DIRECTIONS FOR THIS TASK: Nothing but an exact repetition of the listing should be returned.
────
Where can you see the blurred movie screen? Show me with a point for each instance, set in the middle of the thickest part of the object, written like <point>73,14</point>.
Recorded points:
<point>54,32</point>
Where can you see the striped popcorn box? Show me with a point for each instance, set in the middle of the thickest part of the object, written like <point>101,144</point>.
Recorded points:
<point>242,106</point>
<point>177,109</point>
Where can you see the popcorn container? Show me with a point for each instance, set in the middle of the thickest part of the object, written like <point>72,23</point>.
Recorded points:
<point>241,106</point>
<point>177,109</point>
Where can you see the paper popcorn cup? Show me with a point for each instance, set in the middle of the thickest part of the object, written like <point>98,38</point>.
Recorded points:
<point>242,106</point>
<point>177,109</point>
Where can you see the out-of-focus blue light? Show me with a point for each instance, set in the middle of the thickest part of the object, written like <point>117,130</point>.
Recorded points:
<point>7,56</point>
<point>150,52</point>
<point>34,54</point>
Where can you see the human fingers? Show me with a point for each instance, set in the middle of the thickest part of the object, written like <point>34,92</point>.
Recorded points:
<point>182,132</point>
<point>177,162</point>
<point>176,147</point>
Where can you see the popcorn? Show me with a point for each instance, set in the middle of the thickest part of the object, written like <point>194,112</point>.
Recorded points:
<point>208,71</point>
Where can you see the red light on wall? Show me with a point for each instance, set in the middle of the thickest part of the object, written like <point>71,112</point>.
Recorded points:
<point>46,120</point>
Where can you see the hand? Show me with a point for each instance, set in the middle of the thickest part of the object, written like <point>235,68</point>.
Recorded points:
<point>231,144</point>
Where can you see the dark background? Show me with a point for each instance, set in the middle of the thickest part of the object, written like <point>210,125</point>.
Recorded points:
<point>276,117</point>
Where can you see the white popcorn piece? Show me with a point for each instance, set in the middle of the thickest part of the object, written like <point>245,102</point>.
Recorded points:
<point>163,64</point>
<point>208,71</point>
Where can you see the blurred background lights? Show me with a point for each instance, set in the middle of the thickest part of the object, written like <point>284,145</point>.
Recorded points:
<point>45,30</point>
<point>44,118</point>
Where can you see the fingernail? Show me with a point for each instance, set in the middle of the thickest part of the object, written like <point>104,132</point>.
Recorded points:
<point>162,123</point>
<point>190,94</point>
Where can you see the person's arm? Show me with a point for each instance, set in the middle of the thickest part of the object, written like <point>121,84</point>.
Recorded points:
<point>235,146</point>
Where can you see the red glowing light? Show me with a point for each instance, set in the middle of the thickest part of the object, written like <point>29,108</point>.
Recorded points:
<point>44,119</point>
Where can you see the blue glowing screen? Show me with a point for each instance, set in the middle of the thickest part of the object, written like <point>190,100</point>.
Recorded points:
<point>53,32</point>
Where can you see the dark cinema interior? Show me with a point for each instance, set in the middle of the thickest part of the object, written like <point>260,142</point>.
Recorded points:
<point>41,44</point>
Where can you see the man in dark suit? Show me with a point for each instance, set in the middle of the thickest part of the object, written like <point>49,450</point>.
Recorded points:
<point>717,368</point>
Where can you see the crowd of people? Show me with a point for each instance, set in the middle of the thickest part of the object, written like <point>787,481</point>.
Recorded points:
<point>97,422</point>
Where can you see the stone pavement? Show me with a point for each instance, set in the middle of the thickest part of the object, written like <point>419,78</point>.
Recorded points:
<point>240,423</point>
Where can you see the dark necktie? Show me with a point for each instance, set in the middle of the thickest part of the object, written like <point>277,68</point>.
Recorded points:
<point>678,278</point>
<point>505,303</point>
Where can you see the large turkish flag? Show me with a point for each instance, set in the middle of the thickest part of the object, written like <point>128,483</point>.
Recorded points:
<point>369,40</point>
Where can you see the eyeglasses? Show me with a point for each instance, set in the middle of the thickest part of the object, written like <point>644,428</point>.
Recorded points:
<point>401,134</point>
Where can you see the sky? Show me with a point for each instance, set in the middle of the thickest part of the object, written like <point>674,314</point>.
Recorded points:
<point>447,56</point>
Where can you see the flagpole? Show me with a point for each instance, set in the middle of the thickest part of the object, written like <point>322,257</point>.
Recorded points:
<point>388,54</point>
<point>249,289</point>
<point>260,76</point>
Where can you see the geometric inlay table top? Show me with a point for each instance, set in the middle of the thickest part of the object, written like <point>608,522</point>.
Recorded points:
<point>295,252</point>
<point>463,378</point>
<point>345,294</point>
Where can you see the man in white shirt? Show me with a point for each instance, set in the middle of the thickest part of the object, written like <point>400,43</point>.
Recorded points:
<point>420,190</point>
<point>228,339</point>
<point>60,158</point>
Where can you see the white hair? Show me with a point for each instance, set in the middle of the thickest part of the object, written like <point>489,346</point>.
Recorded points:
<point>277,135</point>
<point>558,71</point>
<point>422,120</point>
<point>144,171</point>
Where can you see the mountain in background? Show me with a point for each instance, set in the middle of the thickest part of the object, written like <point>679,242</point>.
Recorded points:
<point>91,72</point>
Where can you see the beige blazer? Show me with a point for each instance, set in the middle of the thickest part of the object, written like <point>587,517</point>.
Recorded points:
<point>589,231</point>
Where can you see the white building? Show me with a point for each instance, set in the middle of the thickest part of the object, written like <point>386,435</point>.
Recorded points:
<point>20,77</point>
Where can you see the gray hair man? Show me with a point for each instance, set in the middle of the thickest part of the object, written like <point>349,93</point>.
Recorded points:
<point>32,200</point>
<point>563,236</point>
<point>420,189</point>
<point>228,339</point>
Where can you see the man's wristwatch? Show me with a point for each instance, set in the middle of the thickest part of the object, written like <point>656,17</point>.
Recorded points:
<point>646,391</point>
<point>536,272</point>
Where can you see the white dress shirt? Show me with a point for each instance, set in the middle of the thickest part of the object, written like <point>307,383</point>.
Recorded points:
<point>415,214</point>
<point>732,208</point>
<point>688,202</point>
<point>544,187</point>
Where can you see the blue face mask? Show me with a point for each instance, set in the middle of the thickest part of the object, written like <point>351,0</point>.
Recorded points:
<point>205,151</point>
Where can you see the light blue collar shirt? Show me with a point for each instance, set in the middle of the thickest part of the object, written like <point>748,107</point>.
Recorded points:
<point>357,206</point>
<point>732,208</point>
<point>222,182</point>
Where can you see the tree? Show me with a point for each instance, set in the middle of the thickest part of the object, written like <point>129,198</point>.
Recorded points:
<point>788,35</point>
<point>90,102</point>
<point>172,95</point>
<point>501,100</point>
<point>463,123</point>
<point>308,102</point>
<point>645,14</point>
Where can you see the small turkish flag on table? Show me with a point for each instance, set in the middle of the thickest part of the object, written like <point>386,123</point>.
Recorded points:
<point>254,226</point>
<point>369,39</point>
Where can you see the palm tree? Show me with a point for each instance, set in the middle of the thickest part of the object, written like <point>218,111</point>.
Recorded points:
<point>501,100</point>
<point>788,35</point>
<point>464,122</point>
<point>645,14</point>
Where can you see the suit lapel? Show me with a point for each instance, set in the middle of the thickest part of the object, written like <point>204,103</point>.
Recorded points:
────
RESULT OF THIS TASK:
Where can you see the blurred movie screen? Show me with a point for each instance, set in the middle of the thickest part of the object, written like <point>73,14</point>.
Recorded points:
<point>54,32</point>
Where can you see the striped popcorn box? Show me with a point for each instance, set in the middle of the thickest part of the object, written like <point>101,144</point>.
Recorded points:
<point>242,106</point>
<point>177,109</point>
Where can you see the popcorn container? Show me with a point for each instance, set in the middle of the thickest part of the object, written like <point>72,23</point>.
Recorded points:
<point>241,106</point>
<point>177,109</point>
Where can you see the paper popcorn cup? Show me with a point for each instance, set in the middle of the thickest part of the object, written like <point>98,38</point>.
Recorded points:
<point>242,106</point>
<point>177,109</point>
Where can you see the out-of-focus blue light? Show me with a point for each instance, set in the middle of the thickest part of the object, written like <point>117,130</point>.
Recorded points:
<point>7,56</point>
<point>150,52</point>
<point>34,54</point>
Where can you see the human fingers? Show me with a point for each instance, set in the middle of the thickest part of the object, written like <point>34,92</point>.
Recorded points:
<point>182,132</point>
<point>177,162</point>
<point>176,147</point>
Where can you see the popcorn? Show me with a point for each instance, set in the middle of the thickest part of the object, written like <point>194,112</point>.
Recorded points:
<point>208,71</point>
Where can you see the red light on wall? Show me with a point for each instance, set in the middle of the thickest part of the object, written like <point>71,112</point>.
Recorded points:
<point>46,120</point>
Where can you see the hand? Show me with a point for each instance, set in the middle of the thickest part of the object, written like <point>235,68</point>.
Recorded points:
<point>231,144</point>
Where can you see the dark background? Show me with a point for each instance, set in the middle of the thickest part of the object, written like <point>210,125</point>.
Recorded points:
<point>276,117</point>
Where can you see the white popcorn piece? Show me with a point for each instance, set in the middle of the thickest part of the object, written like <point>245,102</point>.
Recorded points:
<point>163,64</point>
<point>208,71</point>
Where can you see the blurred background lights? Show me with a point for each instance, set in the middle of the thickest part of the object, written like <point>284,145</point>.
Recorded points:
<point>45,30</point>
<point>44,118</point>
Where can you see the fingernail? Show me with a point for each instance, set in the middle of the thickest part of the object, written like <point>104,132</point>.
Recorded points:
<point>162,123</point>
<point>190,94</point>
Where can you see the person's arm? Show me with a point for each instance, set in the middle of the thickest part of the object, written like <point>121,84</point>.
Recorded points:
<point>235,146</point>
Where can you see the red glowing light? Show me with a point for each instance, set in the middle of the thickest part of the object, written like <point>29,108</point>.
Recorded points:
<point>44,119</point>
Where can you see the blue glowing screen? Show me with a point for each instance, set in the middle of the thickest part of the object, written like <point>190,100</point>.
Recorded points:
<point>53,32</point>
Where can you see the dark cinema interior? Show me with a point for each instance, set in the middle of the thickest part of the object, written like <point>260,142</point>.
Recorded points:
<point>41,44</point>
Where can you see the man in dark suit? Show me with a point for each instance, set in the middle of the thickest part of the object, written like <point>49,450</point>.
Recorded points:
<point>717,368</point>
Where can you see the crowd of people? Show me with a point for each instance, set in the middle of the thickest part of the object, written like <point>787,481</point>.
Recorded points:
<point>97,422</point>
Where can you see the stone pavement? Show me with a point for each instance, set in the middle of the thickest part of the object, written like <point>419,78</point>.
Recorded points:
<point>240,423</point>
Where can you see the dark necktie? Show me with a point for each instance, set in the middle of the thickest part of the object, written like <point>277,68</point>.
Recorded points:
<point>678,278</point>
<point>505,303</point>
Where can you see the large turkish flag? Show me with a point for each instance, set in the middle of the thickest part of the object, written like <point>128,483</point>.
Recorded points:
<point>369,40</point>
Where can you see the eyeglasses? Show me with a point for each instance, set in the middle of the thickest part of the object, written like <point>644,428</point>.
Recorded points:
<point>401,134</point>
Where can you see the sky? Show me with a point for each instance, set in the middle of the thickest part of the object, written like <point>674,314</point>.
Recorded points:
<point>447,56</point>
Where can you see the flagpole? Show me with a point for each instance, set in the middle of the thickest part of the object, written like <point>322,257</point>.
Recorded points:
<point>388,54</point>
<point>249,289</point>
<point>260,76</point>
Where can you see the geometric inlay table top? Show me with a point for each instance, set in the middle of the thickest part of the object, written like <point>608,522</point>.
Recorded points:
<point>295,252</point>
<point>463,378</point>
<point>345,294</point>
Where can you see the man in white shirt? Show me with a point for each instance, set in the middle of the thickest part of the object, written like <point>400,43</point>.
Recorded points:
<point>420,190</point>
<point>228,339</point>
<point>60,158</point>
Where can you see the white hair? Show me with a point for each instance, set in the middle of the thickest part of the object, written like <point>489,346</point>.
Recorded points:
<point>277,135</point>
<point>558,71</point>
<point>422,120</point>
<point>144,171</point>
Where can you see the mountain in background? Show me with a point for each instance, set in the middle of the thickest part of the object, written like <point>679,242</point>.
Recorded points:
<point>91,72</point>
Where can you see the beige blazer? Show me with a point for each instance, set in the middle of the thickest part of the object, written like <point>587,517</point>.
Recorded points:
<point>589,231</point>
Where can you see the white building? Show me with a point for each instance, set in the middle of the thickest part of the object, written like <point>386,435</point>.
Recorded points:
<point>20,77</point>
Where can you see the gray hair man? Show me with a point for each instance, set in the middle of the thickest part of the object, written like <point>349,93</point>.
Recorded points:
<point>32,200</point>
<point>563,236</point>
<point>420,189</point>
<point>228,339</point>
Where can you see the man's wristwatch? Show me with a point for each instance, set in the middle of the thickest part of the object, written like <point>656,17</point>.
Recorded points:
<point>646,391</point>
<point>536,272</point>
Where can you see the white dress shirt? Show me with a point for each instance, set in the middle of the thickest part of the object, written like <point>307,383</point>.
Recorded points:
<point>415,214</point>
<point>732,208</point>
<point>688,202</point>
<point>544,187</point>
Where can you see the blue face mask? Show me with a point for each instance, set in the middle of the thickest part of the object, written like <point>351,0</point>.
Recorded points:
<point>205,151</point>
Where can you see the light blue collar shirt? Show me with a point for each instance, set in the middle of the thickest part of the object, written like <point>748,107</point>.
Recorded points:
<point>357,206</point>
<point>732,208</point>
<point>222,182</point>
Where can you see the tree? Show me with a point for each instance, set in the middle of the thickest part of the object, written like <point>129,198</point>.
Recorded points:
<point>788,35</point>
<point>90,102</point>
<point>172,95</point>
<point>501,100</point>
<point>463,123</point>
<point>308,102</point>
<point>645,14</point>
Where can you see the small turkish flag on table? Show me with a point for each instance, set in the middle of the thickest part of the object, written like <point>386,123</point>.
Recorded points:
<point>254,226</point>
<point>369,39</point>
Where can you see the palm tree? Show me with a point for each instance, set in the middle of the thickest part of the object, written like <point>218,111</point>.
Recorded points:
<point>501,100</point>
<point>788,35</point>
<point>464,122</point>
<point>645,14</point>
Where can you see the suit lapel? Show me with a point for each instance, set in the middle of the thickest part of the object, written like <point>204,103</point>.
Recorded points:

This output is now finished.